### Problem description
Extract all records. Keep each one exact.

[Location identification entries]
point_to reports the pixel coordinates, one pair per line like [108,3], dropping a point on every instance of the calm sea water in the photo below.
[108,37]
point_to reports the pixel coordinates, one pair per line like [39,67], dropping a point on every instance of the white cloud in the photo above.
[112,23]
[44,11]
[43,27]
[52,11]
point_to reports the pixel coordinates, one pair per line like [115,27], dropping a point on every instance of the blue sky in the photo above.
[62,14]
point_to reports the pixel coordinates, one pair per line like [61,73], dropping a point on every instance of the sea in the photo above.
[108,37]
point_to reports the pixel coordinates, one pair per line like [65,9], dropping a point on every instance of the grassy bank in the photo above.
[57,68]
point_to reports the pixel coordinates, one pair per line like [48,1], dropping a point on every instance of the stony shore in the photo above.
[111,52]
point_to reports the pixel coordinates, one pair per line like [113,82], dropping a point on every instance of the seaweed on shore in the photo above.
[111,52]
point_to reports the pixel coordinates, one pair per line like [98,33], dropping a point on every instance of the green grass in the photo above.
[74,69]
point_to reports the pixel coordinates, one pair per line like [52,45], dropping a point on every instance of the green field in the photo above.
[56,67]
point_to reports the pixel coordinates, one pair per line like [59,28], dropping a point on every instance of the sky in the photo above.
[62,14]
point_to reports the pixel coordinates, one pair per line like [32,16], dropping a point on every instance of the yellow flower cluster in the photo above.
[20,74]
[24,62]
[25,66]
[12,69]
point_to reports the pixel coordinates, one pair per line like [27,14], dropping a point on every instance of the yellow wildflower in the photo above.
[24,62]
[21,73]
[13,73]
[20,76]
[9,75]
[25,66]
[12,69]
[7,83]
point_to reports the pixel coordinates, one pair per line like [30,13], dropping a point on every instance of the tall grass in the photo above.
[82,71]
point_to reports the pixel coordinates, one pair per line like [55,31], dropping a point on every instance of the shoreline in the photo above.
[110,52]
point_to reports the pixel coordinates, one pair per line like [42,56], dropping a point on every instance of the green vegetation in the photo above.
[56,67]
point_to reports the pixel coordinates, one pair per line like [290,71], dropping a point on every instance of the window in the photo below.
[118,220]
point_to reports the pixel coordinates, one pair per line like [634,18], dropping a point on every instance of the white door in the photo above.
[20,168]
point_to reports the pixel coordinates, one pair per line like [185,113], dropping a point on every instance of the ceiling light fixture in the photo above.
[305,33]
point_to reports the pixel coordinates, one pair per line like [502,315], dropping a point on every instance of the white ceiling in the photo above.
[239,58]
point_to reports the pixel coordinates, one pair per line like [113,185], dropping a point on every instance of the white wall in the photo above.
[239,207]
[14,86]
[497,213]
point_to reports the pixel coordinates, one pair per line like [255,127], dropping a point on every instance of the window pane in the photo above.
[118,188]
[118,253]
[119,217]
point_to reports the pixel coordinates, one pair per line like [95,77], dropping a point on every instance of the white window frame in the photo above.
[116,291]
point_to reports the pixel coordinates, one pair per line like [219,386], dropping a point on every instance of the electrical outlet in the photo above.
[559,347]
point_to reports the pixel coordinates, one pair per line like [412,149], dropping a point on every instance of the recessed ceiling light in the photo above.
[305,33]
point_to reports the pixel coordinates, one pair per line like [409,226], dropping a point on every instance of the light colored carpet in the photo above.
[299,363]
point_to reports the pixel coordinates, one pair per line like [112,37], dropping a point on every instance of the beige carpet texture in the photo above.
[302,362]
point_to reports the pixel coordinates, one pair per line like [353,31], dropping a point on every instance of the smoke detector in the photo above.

### Reply to the task
point_to reports the pixel coordinates, one pair per line like [108,3], dropping a point on every instance of the calm sea water in the photo below.
[108,37]
point_to reports the pixel coordinates, one pair per line like [39,67], dropping a point on every instance of the white cloud in the photo above.
[112,23]
[44,11]
[43,27]
[52,11]
point_to reports the pixel coordinates, one pair per line like [115,27], dropping a point on every instance of the blue sky in the photo above.
[62,14]
point_to reports the pixel coordinates, one pair per line like [61,73], dropping a point on every instance of the sea in the photo above.
[108,37]
point_to reports the pixel coordinates, one pair per line like [65,9], dropping a point on every instance of the grassy bank in the photo above.
[57,68]
point_to reports the pixel coordinates, one pair per line like [48,1], dropping a point on every instance of the stony shore in the photo above.
[111,52]
point_to reports the pixel coordinates, one pair per line like [113,82], dropping a point on every instance of the seaweed on shore in the photo above.
[111,52]
point_to reports the pixel coordinates, one pair per line like [98,33], dropping a point on every instance of the green grass in the photo above.
[74,69]
point_to reports the pixel coordinates, one pair per line like [52,45], dropping a point on every instance of the green field in the photo above.
[56,67]
point_to reports the pixel coordinates, one pair per line like [59,28], dropping a point on every instance of the sky in the photo above.
[62,14]
point_to reports the pixel coordinates, one pair per line like [32,16], dropping a point on every instance of the yellow flower cluster in the photo above.
[20,74]
[24,62]
[25,66]
[12,69]
point_to reports the pixel coordinates, one pair per line like [27,14], dropping a point on every instance of the yellow wildflower in the photo above.
[24,62]
[21,73]
[13,73]
[20,76]
[9,75]
[25,66]
[12,69]
[7,83]
point_to reports the pixel coordinates, one pair per line like [30,13], dropping a point on every instance of the tall grass in the photo above.
[82,71]
point_to reports the pixel coordinates, one pair per line like [55,31], dropping a point on every instance of the shoreline in the photo above.
[110,52]
point_to reports the pixel coordinates, one pair per line like [42,56], dropping a point on every instance of the green vegetation in the photo above.
[56,67]
point_to reports the pixel coordinates, one pair per line like [290,71], dropping a point on every instance of the window in the photo below.
[118,220]
point_to reports the pixel coordinates, one pair per line like [634,18], dropping a point on every instance of the white door in the photo above.
[20,168]
point_to reports the pixel coordinates, one pair per line like [185,113], dropping a point on every instance of the ceiling light fixture in the photo above.
[305,33]
point_to reports the pixel coordinates, one pair per line like [502,315], dropping a point on every instance of the white ceiling in the photo above.
[239,58]
point_to reports the pixel coordinates, one pair per line like [113,185], dropping a point on every instance of the white wall in the photo above.
[239,207]
[14,86]
[497,213]
point_to reports the pixel coordinates, one pair per line like [255,127], dropping a point on every instance of the window pane in the photo above.
[118,188]
[118,253]
[119,217]
point_to reports the pixel coordinates, one pair per line like [95,77], dropping a point on every instance of the white window frame in the photo above.
[116,291]
point_to reports the pixel coordinates, one pair per line like [219,386], dropping a point on every instance of the electrical outlet in the photo above.
[559,347]
point_to reports the pixel coordinates, one pair per line like [412,149], dropping a point on every instance of the recessed ceiling light in the photo above.
[305,33]
point_to reports the pixel coordinates, one pair per line like [409,226], dropping a point on every instance of the light colored carpet in the photo above.
[299,363]
point_to reports the pixel coordinates, one pair per line like [112,37], dropping a point on every instance of the beige carpet texture in the photo above.
[302,362]
point_to reports the pixel coordinates, one pair per line like [353,31], dropping a point on every instance of the smoke detector in the photo above.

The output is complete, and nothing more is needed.